## Your goal
Skip the images and copy each record exactly as written.

## Data records
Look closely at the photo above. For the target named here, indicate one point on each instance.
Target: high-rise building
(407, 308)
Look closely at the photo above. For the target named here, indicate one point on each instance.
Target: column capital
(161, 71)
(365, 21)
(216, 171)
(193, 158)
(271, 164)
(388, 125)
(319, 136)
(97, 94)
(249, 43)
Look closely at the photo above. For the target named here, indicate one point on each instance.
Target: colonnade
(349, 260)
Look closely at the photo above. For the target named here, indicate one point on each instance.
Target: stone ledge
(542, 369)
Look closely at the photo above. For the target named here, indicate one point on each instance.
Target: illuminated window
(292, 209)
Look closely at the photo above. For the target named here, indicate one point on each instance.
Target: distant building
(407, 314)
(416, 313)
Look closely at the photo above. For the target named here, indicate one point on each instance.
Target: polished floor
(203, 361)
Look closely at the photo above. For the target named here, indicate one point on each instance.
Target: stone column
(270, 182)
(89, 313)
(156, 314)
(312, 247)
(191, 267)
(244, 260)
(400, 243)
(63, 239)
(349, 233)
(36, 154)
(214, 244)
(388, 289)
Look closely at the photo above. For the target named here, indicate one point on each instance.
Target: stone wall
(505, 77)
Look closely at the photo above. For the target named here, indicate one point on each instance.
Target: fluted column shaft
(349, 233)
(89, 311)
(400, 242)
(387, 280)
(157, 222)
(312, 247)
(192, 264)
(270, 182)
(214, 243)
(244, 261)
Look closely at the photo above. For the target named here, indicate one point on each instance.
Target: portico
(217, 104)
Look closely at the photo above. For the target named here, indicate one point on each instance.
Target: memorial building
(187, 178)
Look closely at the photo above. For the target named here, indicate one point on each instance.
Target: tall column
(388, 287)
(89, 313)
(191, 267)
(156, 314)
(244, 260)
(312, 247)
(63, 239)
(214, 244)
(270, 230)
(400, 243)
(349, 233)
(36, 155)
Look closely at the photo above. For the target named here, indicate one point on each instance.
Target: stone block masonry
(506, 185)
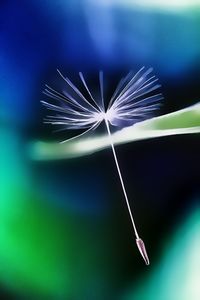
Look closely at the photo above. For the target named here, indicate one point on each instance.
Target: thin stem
(121, 179)
(139, 242)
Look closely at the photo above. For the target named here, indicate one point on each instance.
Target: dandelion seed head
(134, 99)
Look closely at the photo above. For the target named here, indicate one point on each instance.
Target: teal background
(64, 227)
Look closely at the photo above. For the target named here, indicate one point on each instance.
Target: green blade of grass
(185, 121)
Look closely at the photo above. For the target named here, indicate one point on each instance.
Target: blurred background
(64, 228)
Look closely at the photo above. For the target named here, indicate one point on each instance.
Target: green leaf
(185, 121)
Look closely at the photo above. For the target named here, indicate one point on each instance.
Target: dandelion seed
(133, 100)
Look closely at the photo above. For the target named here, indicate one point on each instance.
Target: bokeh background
(64, 228)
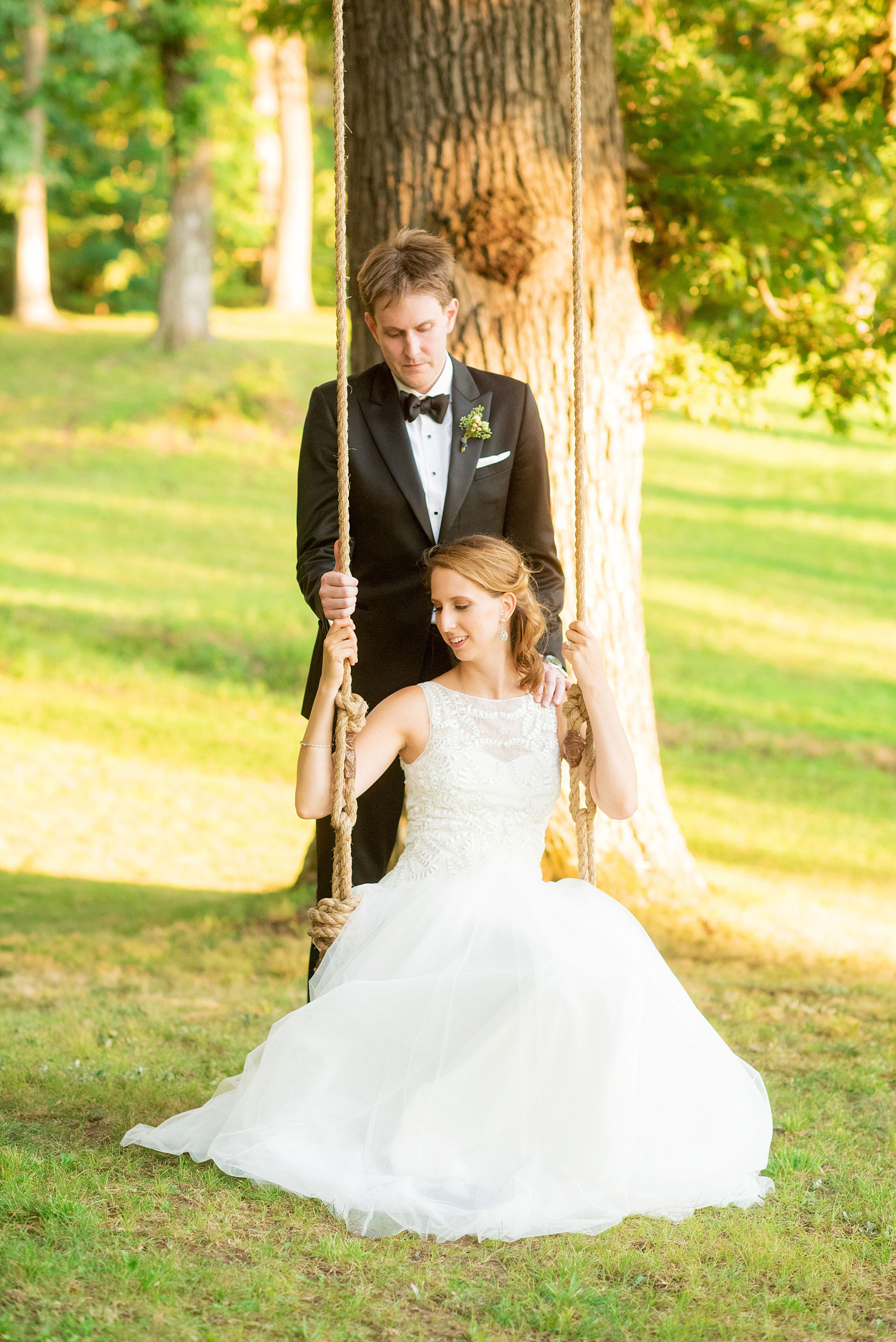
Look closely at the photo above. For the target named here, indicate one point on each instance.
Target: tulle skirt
(488, 1054)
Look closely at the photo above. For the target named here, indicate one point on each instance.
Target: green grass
(771, 580)
(148, 598)
(109, 1027)
(148, 607)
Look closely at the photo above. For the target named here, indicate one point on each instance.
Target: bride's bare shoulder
(405, 706)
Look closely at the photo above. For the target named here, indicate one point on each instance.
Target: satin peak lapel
(387, 424)
(462, 468)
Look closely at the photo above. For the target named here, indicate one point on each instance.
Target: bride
(484, 1053)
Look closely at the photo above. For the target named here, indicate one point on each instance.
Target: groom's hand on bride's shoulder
(338, 592)
(552, 692)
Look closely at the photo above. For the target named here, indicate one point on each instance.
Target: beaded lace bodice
(488, 780)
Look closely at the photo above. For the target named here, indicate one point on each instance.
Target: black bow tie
(435, 407)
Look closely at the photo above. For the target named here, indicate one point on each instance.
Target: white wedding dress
(484, 1053)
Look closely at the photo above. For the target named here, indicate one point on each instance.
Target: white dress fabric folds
(484, 1053)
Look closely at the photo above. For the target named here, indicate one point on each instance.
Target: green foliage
(761, 186)
(148, 579)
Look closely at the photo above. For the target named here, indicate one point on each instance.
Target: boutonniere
(474, 426)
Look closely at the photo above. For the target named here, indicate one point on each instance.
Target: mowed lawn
(152, 651)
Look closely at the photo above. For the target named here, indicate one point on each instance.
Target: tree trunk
(187, 281)
(34, 305)
(291, 288)
(269, 153)
(459, 119)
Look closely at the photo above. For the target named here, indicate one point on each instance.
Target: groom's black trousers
(375, 832)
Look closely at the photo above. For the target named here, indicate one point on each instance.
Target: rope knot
(328, 920)
(580, 755)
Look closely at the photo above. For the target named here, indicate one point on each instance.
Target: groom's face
(412, 332)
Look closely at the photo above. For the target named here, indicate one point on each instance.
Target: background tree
(761, 195)
(181, 35)
(55, 92)
(461, 124)
(34, 305)
(286, 168)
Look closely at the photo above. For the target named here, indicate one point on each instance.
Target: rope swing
(579, 745)
(330, 916)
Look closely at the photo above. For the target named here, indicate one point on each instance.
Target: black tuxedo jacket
(389, 522)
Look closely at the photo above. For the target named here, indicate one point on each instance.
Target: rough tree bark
(186, 294)
(34, 305)
(459, 119)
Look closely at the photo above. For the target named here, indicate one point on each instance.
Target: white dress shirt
(431, 448)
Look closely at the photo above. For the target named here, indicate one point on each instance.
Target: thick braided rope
(330, 916)
(579, 300)
(579, 749)
(580, 744)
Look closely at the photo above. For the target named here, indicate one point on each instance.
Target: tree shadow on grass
(33, 903)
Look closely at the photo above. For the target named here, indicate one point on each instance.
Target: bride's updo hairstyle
(498, 567)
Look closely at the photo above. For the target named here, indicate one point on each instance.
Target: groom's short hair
(414, 262)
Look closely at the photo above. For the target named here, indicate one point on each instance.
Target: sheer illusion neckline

## Solved problem
Look closely at the photo above. For the target named here, indicate one point on each instance.
Target: high-rise building
(407, 308)
Look closely at the photo above. For the target named here, indicate one point on each instance.
Target: column capital
(161, 71)
(365, 21)
(216, 171)
(193, 158)
(271, 164)
(388, 125)
(319, 136)
(97, 94)
(249, 43)
Look closely at the photo above. For the target named here, indicate one point on each instance.
Target: colonnade
(349, 260)
Look closely at the photo above. For the target named here, indicate one point on each instance.
Target: stone ledge
(542, 369)
Look closely at the photo above. For the target named here, indicate one point on each instance.
Target: illuminated window
(292, 209)
Look closely at the photo above. For the target named here, indicate one point on each instance.
Target: distant building
(407, 314)
(416, 313)
Look closely at the photo above. For the target named here, indicate one point on each instance.
Target: polished floor
(203, 361)
Look closely at the photo above. For the target named here, indicate one point on each instance.
Target: stone column
(270, 182)
(89, 313)
(156, 314)
(312, 247)
(191, 267)
(244, 260)
(400, 243)
(63, 239)
(349, 233)
(36, 154)
(214, 244)
(388, 289)
Look closely at the photo above. For the target named here, indicate one point on each instance.
Target: stone wall
(505, 77)
Look closely at the photo above. For the target named here, indicate one point on each instance.
Target: fluted column shaft
(349, 233)
(89, 311)
(400, 242)
(387, 280)
(157, 222)
(312, 247)
(192, 264)
(270, 182)
(214, 243)
(244, 261)
Look closely at the photo above. For the target named here, indicate one point on each instance.
Target: portico
(217, 104)
Look closely at the photo above. For the target named here, indicate one point on each instance.
Target: memorial building
(187, 178)
Look closely at the photo above. For the target named here, indicate one point on each instance.
Target: tall column
(388, 287)
(89, 313)
(191, 267)
(156, 314)
(244, 260)
(312, 247)
(63, 239)
(214, 244)
(270, 230)
(400, 243)
(349, 233)
(36, 155)
Look closely at the photo above. For the target named here, indicate one point on each instance.
Target: stone block masonry
(506, 185)
Look closely at the photo above. For the target named here, indicate one point on each instance.
Target: thin stem
(121, 179)
(139, 242)
Look closely at the photo above. For the target named here, indicate one point on each instance.
Target: dandelion seed head
(134, 99)
Look closely at the photo above. For the target named here, indicate one point on each instance.
Target: teal background
(64, 227)
Look closely at the photo above. For the target named here, indicate one point on each instance.
Target: green blade of grass
(185, 121)
Look closely at the photo above. For the target named here, indicate one point on each instance.
Target: blurred background
(64, 228)
Look closely at the photo above. For the target named here, indicate one point on each instance.
Target: green leaf
(185, 121)
Look closely at the photo above. For the target named here, indicate one point on each instance.
Target: dandelion seed
(133, 100)
Look closely at the photo above. For the target named here, indicate one point on each instance.
Target: bokeh background
(64, 228)
Look closely at the photo above. For the target named here, indicate one point on each instance.
Target: tulle skirt
(488, 1054)
Look closely at the photo above. For the target named here, indicate one point on each instance.
Target: green grass
(771, 580)
(148, 598)
(109, 1027)
(148, 607)
Look closely at the photo above. For the target named here, indicate one point on each instance.
Target: bride's bare shoulder
(405, 706)
Look closely at the photo above. For the target named here, indicate one point on each instance.
Target: satin peak lapel
(387, 424)
(462, 468)
Look closely at the photo above. For the target named here, indicate one point on each instance.
Target: bride
(484, 1053)
Look closely at the photo above. For the target named here, indicate one point on each instance.
Target: groom's hand on bride's shoulder
(338, 592)
(552, 692)
Look closely at the photo above. For the target named here, indicate one point on each instance.
Target: beaded lace bodice
(488, 780)
Look closely at the photo above. For the target named here, indicate one point on each instance.
Target: black bow tie
(435, 407)
Look closely at the photo above. For the target named here, indicate one point on each instance.
Target: white wedding dress
(484, 1053)
Look closely at the photo above. For the target named here, indicate one point on each instance.
Target: white dress fabric folds
(484, 1053)
Look closely at the photo above. For the target named here, indicate one point on each instance.
Target: green foliage
(761, 186)
(148, 579)
Look closely at the photo above. For the target named here, indicate one point on each instance.
Target: boutonniere
(474, 426)
Look closely at the photo above. For the target named here, indicate one point on each instance.
Target: mowed lawn
(152, 651)
Look closely at the photo above. For the target named here, indicate one point on each instance.
Target: tree trunk
(187, 281)
(34, 305)
(291, 288)
(269, 153)
(459, 119)
Look closely at the photo above. For the target named here, indicate one point on each instance.
Target: groom's black trousers
(375, 832)
Look closely at the photo above. For the target named here, indicate one point on each instance.
Target: rope knot
(328, 920)
(580, 755)
Look closely at the photo above. For the target named here, indicate one point on each instance.
Target: groom's face
(412, 332)
Look closely at the photo above. For the target named here, indicate one point on each instance.
Target: background tree
(761, 195)
(181, 35)
(55, 92)
(461, 124)
(34, 305)
(286, 168)
Look closely at the photo above. For the target named here, indicate one point on each instance.
Target: rope swing
(579, 745)
(330, 916)
Look closely at the photo above. For the target named here, indicate one point on each instance.
Target: black tuxedo jacket
(389, 522)
Look closely at the photo above. For the target named here, indicate one point on each instance.
Target: rough tree bark
(186, 294)
(34, 305)
(459, 119)
Look closely at the photo above. For the target named here, indicate one point on each instance.
Target: white dress shirt
(431, 448)
Look closely at the photo above. For the target named here, indicate one point on each instance.
Target: thick braided rope
(330, 916)
(579, 300)
(579, 749)
(580, 744)
Look closely at the photo above. For the target named here, indicate one point on each instance.
Target: tree shadow on grass
(33, 903)
Look closely at the photo above. For the target named here, indicate one point on each instance.
Target: bride's updo hairstyle
(498, 567)
Look closely at the photo above. For the target named here, indicate one point on each instance.
Target: groom's short hair
(414, 262)
Look closely at the photo above. For the target named here, indicate one point on each instance.
Target: sheer illusion neckline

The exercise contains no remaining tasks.